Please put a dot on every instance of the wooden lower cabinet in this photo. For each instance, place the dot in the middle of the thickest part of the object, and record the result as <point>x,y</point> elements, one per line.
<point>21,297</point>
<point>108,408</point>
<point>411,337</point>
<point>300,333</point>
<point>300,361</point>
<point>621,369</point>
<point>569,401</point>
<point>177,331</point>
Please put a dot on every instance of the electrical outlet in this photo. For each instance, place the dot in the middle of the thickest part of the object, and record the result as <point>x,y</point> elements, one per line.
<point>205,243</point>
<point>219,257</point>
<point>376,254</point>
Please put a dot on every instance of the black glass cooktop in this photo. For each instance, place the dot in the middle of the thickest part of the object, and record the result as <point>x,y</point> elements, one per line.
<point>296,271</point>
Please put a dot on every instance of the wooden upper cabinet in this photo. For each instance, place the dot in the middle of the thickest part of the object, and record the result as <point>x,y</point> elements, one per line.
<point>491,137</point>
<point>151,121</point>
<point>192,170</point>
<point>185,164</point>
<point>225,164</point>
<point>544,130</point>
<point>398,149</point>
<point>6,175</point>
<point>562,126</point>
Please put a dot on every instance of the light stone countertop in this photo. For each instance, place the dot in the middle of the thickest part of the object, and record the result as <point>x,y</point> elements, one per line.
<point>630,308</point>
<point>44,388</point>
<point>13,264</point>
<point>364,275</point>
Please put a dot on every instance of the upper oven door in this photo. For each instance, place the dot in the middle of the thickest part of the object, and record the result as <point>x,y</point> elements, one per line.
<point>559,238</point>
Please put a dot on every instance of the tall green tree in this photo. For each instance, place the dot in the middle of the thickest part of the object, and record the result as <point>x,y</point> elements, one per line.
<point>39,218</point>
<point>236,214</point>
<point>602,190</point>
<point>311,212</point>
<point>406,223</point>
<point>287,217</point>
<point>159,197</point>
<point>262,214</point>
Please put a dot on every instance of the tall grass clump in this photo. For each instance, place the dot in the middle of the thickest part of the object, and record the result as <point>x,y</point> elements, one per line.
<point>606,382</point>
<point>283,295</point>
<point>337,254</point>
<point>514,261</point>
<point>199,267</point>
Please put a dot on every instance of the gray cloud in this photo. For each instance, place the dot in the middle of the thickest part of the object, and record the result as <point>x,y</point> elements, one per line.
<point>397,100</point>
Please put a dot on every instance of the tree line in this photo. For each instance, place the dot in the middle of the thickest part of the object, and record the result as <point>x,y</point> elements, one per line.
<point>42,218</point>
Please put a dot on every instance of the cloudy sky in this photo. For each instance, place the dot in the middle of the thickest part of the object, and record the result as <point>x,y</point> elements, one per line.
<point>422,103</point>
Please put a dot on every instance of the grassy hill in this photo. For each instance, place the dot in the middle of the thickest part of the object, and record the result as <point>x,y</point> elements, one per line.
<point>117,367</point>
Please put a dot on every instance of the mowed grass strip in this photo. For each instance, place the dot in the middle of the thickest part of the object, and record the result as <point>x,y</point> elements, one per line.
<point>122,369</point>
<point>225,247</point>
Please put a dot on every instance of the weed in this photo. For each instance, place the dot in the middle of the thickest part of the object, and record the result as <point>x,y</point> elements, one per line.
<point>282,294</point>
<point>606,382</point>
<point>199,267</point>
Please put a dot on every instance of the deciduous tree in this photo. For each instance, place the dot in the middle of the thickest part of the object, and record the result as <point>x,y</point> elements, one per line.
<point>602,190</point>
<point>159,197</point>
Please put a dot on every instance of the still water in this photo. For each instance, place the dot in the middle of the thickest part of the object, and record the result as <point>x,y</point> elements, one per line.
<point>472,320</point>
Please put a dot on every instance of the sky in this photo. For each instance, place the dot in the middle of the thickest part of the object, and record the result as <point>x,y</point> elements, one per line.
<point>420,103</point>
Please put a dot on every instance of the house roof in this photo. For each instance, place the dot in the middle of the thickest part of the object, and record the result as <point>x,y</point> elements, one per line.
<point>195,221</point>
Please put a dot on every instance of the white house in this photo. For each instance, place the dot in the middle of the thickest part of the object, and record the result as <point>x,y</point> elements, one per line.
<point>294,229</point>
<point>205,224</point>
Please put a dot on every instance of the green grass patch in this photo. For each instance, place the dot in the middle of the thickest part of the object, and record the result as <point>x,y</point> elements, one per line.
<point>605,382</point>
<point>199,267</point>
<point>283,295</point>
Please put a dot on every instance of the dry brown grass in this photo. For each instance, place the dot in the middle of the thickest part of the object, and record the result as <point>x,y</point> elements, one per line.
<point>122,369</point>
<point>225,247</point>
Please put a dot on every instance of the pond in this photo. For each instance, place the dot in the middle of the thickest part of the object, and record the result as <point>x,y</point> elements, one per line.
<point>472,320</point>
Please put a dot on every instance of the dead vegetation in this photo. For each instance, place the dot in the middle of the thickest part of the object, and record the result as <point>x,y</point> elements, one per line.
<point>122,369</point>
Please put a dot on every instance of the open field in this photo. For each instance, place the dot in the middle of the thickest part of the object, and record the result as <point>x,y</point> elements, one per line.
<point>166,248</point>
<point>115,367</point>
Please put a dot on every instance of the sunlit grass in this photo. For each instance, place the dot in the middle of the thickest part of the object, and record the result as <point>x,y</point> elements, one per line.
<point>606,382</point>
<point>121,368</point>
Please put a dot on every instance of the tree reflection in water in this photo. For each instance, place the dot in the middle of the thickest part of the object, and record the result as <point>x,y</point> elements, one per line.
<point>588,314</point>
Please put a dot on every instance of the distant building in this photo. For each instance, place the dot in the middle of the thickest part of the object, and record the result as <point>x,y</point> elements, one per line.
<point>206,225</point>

- _TASK_: The job here is to write out all the entries again exactly.

- _COMPLETED EXERCISE_:
Please put a dot on every instance of the wooden lower cabinet in this photo. For each instance, place the dot in the middle of the thickest part of the object, and record the result as <point>x,y</point> elements, one per line.
<point>21,297</point>
<point>108,408</point>
<point>411,337</point>
<point>300,333</point>
<point>300,361</point>
<point>621,369</point>
<point>569,401</point>
<point>177,331</point>
Please put a dot on every instance of the electrical outlet in this photo. For each instance, place the dot in the middle of the thickest part of the object, and record the result as <point>x,y</point> elements, one per line.
<point>205,243</point>
<point>219,257</point>
<point>376,254</point>
Please put a dot on every instance of the black glass cooktop in this photo. For each instance, place the dot in the middle of the thickest part of the object, and record the result as <point>x,y</point> elements, one per line.
<point>296,271</point>
Please put a dot on every instance of the wooden upper cabinet in this photo. For each instance, place the dot in the middle of the thickest part of the object, and record the result as <point>x,y</point> elements, one per line.
<point>491,137</point>
<point>151,121</point>
<point>192,170</point>
<point>185,164</point>
<point>225,164</point>
<point>544,130</point>
<point>398,149</point>
<point>6,175</point>
<point>562,126</point>
Please put a dot on every instance of the light stone countertop in this photo. For each instance, place the dot in the middle of the thickest part of the object, and record the result as <point>x,y</point> elements, one per line.
<point>630,308</point>
<point>44,388</point>
<point>13,264</point>
<point>364,275</point>
Please put a dot on every instance of the upper oven door in this photo. For each instance, place the dot in the middle of the thickest part of the object, and record the result as <point>x,y</point> elements, one per line.
<point>559,238</point>
Please put a dot on every instance of the tall green tree in this photo. For each instance, place the dot in the middle of the thickest part of the object, and record the result as <point>x,y</point> elements, one per line.
<point>39,218</point>
<point>236,214</point>
<point>602,190</point>
<point>311,212</point>
<point>406,223</point>
<point>287,217</point>
<point>159,197</point>
<point>262,214</point>
Please put a dot on every instance of the tall grass clump in this photo. For each instance, place the dot in the middle of the thickest part of the object, and record the result as <point>x,y</point> elements, one per line.
<point>606,382</point>
<point>283,295</point>
<point>337,254</point>
<point>514,261</point>
<point>199,267</point>
Please put a dot on every instance of the gray cloud in this photo. For each instance, place the dot in the middle of the thickest part of the object, and record the result as <point>x,y</point> elements, one per line.
<point>397,100</point>
Please put a dot on every instance of the tree line in this photo. For each instance, place the dot in the middle of the thickest part of the object, and record the result as <point>x,y</point> elements, one per line.
<point>42,218</point>
Please put a dot on every instance of the cloudy sky in this photo. For each instance, place the dot in the middle of the thickest part of the object, and record the result as <point>x,y</point> elements, one per line.
<point>422,103</point>
Please put a dot on every instance of the grassy hill in this photo. For each instance, place the dot in the middle of the thickest part of the object, and record the result as <point>x,y</point> elements, one per line.
<point>117,367</point>
Please put a dot on every instance of the mowed grass strip in this photo. For each instance, place the dot in the middle of the thickest part of the object, and record the result as <point>x,y</point> elements, one per line.
<point>122,369</point>
<point>225,247</point>
Please put a dot on every instance of the weed in this photo. For each instance, place the dot in the middle of the thickest part of the object, and record the result as <point>x,y</point> elements, one per line.
<point>282,294</point>
<point>606,382</point>
<point>199,267</point>
Please put a dot on every instance of the deciduous tree in this photo. For each instance, place the dot in the middle of the thickest part of the object, and record the result as <point>x,y</point> elements, one per line.
<point>602,190</point>
<point>159,197</point>
Please put a dot on every instance of the still water in this photo. For each instance, place the dot in the middle of the thickest part of the object, and record the result as <point>x,y</point> elements, one per line.
<point>472,320</point>
Please put a dot on every instance of the sky in this photo. For each instance, place the dot in the middle of the thickest part of the object, and record the result as <point>x,y</point> elements, one per line.
<point>420,103</point>
Please put a dot on every instance of the house roof in this photo. For each instance, place the dot in the middle of the thickest part of the object, and record the result as <point>x,y</point> elements, one per line.
<point>195,221</point>
Please put a dot on every instance of the white house in this photo. For each instance, place the dot in the middle of the thickest part of the object, and record the result as <point>x,y</point> elements, one per line.
<point>294,229</point>
<point>205,224</point>
Please put a dot on every instance of the green grass patch in this photo. For each instance, place the dot in the middle of the thickest part of the object, and record the result as <point>x,y</point> elements, one per line.
<point>605,382</point>
<point>199,267</point>
<point>283,295</point>
Please put a dot on every instance of the dry brown grass in this photo. For each instance, place the dot in the middle of the thickest part of the object, and record the result as <point>x,y</point> elements, one per line.
<point>122,369</point>
<point>225,247</point>
Please put a dot on every instance of the pond in this photo. For each instance, place the dot in the middle of the thickest part of the object, and record the result as <point>x,y</point> elements, one per line.
<point>472,320</point>
Please put a dot on every instance of the dead vegetation in this photo. For each instance, place the dot in the middle of the thickest part of the object, and record the result as <point>x,y</point> elements, one per line.
<point>122,369</point>
Please put a dot on every instance of the open field in this photo. For each instance, place the dot in the middle of the thickest part of the object, and record the result as <point>x,y</point> elements, one per line.
<point>166,248</point>
<point>115,367</point>
Please put a dot on every instance of the sunlit grass in this photo. For each instance, place the dot in the middle of the thickest part of the object, and record the result as <point>x,y</point> elements, one per line.
<point>606,382</point>
<point>121,368</point>
Please put a dot on every instance of the tree reflection in water in this photo. For each instance, place the dot in the middle of the thickest part of the object, and record the result as <point>x,y</point> elements, one per line.
<point>588,314</point>
Please put a dot on every instance of the distant building in this photo. For each instance, place the dot in the middle of the thickest part of the object, and record the result as <point>x,y</point> elements, one per line.
<point>206,225</point>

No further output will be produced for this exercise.